◆ **Exercise**: Only the lines from the top of the data through the line containing "Target: whole almond" should be duplicated, exactly as they appear.

◆ **Dataset extract**:
*****

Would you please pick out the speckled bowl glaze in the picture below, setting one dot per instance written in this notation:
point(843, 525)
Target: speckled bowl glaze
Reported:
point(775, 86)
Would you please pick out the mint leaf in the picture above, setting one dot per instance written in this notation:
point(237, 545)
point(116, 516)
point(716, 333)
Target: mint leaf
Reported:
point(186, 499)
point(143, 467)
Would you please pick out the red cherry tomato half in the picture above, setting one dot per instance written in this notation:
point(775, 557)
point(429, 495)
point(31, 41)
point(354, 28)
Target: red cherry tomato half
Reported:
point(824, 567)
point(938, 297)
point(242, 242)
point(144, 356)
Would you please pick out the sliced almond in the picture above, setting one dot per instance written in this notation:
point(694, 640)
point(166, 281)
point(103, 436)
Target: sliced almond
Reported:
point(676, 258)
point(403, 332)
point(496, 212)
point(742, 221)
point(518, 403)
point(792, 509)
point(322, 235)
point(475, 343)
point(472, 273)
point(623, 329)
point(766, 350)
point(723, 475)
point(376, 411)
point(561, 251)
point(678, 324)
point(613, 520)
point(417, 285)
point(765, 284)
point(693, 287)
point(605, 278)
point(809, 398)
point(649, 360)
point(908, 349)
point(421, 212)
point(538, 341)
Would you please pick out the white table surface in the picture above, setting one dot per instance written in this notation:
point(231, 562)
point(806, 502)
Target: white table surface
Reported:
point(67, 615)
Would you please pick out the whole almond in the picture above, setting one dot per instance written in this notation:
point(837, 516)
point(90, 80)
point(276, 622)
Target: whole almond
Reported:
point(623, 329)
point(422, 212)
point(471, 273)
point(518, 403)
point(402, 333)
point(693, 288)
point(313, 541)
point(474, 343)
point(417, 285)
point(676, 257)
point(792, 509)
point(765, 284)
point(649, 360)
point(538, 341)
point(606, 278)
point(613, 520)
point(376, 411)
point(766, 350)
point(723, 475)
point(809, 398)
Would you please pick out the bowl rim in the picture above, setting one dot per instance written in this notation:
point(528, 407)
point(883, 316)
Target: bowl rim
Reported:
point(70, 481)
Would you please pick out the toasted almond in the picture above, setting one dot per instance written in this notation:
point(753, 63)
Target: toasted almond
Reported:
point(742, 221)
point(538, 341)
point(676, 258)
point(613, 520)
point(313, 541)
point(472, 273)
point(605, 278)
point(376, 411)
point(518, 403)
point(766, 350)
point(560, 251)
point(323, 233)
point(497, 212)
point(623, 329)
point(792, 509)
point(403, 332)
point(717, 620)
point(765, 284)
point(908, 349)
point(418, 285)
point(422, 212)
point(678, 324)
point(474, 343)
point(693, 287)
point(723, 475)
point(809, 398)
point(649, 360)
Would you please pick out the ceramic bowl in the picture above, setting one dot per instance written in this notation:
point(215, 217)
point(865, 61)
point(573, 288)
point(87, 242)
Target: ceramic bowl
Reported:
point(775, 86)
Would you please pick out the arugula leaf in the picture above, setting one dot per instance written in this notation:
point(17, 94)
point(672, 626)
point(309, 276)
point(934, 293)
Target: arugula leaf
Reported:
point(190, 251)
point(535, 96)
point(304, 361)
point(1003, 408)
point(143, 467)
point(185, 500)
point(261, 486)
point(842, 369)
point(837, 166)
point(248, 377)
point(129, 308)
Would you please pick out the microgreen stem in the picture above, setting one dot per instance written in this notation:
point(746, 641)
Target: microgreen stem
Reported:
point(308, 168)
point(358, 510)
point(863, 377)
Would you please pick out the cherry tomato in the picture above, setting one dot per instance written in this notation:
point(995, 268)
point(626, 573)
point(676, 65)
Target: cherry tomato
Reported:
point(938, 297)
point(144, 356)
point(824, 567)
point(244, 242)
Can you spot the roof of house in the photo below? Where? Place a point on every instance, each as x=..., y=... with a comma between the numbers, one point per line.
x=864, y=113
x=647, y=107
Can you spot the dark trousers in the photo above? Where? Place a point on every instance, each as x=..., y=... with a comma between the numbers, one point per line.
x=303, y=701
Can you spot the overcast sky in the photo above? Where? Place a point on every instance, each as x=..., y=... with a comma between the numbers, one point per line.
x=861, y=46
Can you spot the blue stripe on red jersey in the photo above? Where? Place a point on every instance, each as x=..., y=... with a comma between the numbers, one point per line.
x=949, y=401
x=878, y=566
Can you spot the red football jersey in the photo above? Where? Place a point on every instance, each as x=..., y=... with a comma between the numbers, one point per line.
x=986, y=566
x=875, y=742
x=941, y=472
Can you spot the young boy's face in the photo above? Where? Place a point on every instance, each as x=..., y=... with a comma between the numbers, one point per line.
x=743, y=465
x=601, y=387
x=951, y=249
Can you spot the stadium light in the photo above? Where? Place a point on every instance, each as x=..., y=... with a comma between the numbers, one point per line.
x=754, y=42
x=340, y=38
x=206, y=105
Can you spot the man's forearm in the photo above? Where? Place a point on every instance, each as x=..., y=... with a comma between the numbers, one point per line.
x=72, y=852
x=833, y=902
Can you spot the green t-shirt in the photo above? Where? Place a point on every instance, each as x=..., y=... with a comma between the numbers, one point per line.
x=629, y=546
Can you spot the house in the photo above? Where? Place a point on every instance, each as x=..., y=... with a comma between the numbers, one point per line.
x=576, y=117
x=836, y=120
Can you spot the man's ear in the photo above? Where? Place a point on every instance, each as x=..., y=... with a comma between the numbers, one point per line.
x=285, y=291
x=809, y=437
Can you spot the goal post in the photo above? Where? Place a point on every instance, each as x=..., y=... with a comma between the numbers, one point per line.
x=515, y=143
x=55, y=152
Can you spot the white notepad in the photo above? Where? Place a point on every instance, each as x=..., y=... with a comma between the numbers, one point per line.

*****

◆ **Result of the exercise**:
Would you please pick out the speckled bowl glaze in the picture below, setting one dot per instance written in this notation:
point(843, 525)
Target: speckled bowl glaze
Reported:
point(775, 86)
Would you please pick out the mint leaf in the picture above, setting one dot per instance written in this notation:
point(237, 545)
point(116, 516)
point(716, 333)
Target: mint leaf
Reported:
point(186, 499)
point(143, 467)
Would you please pick out the red cherry tomato half in the picture above, setting one dot per instance written in this notation:
point(775, 557)
point(429, 495)
point(31, 41)
point(354, 28)
Target: red cherry tomato half
Reported:
point(824, 567)
point(938, 297)
point(242, 242)
point(144, 356)
Would you please pick out the sliced almond in the picture above, setting one dot per instance written in this notation:
point(694, 640)
point(166, 281)
point(103, 436)
Target: sliced almond
Reported:
point(676, 258)
point(403, 332)
point(496, 212)
point(742, 221)
point(518, 403)
point(792, 509)
point(322, 235)
point(475, 343)
point(472, 273)
point(623, 329)
point(766, 350)
point(723, 475)
point(376, 411)
point(561, 251)
point(678, 324)
point(613, 520)
point(417, 285)
point(765, 284)
point(693, 287)
point(605, 278)
point(809, 398)
point(649, 360)
point(908, 349)
point(421, 212)
point(538, 341)
Would you please pick out the white table surface in the picture above, setting one dot per instance written in this notation:
point(231, 562)
point(806, 502)
Target: white table surface
Reported:
point(67, 615)
Would you please pick out the whole almond in the picture above, setting one dot per instance written in this notation:
point(837, 516)
point(90, 80)
point(276, 622)
Target: whole almond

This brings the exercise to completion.